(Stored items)
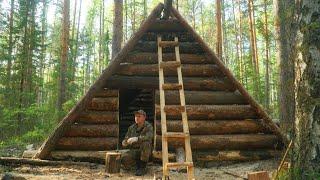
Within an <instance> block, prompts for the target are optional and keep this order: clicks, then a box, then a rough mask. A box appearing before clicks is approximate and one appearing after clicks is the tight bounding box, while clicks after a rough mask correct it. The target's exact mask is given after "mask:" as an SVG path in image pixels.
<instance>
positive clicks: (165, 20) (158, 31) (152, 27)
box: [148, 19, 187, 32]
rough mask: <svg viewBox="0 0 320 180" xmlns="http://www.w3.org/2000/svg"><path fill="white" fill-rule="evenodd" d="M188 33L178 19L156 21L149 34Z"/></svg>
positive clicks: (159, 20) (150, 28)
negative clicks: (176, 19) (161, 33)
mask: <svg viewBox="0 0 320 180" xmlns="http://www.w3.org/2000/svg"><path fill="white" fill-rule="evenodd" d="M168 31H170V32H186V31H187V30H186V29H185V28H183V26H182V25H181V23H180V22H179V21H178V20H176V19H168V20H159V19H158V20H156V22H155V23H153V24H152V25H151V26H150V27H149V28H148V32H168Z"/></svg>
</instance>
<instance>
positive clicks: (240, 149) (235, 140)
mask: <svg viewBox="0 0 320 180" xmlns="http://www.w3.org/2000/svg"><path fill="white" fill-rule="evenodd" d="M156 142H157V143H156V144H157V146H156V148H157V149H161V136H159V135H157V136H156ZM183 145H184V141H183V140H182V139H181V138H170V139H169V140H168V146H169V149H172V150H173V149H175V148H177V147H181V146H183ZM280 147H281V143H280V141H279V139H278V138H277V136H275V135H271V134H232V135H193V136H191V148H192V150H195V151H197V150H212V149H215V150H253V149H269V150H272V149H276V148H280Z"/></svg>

→ **DIRECTIONS FOR THIS TASK**: Every line that holds the word "rough" should be copied from the records above.

→ **WRITTEN REPLY**:
Within an <instance> block, prompts for the target are optional and keep this order: clicks, then a box, then a rough mask. A box appearing before clicks is approximate and one appearing after clicks is the tight bounding box, while clicks after a rough mask correct it. The target's exact mask is given after "mask:" as an SVG path in image pixels.
rough mask: <svg viewBox="0 0 320 180" xmlns="http://www.w3.org/2000/svg"><path fill="white" fill-rule="evenodd" d="M188 33L178 19L156 21L149 34Z"/></svg>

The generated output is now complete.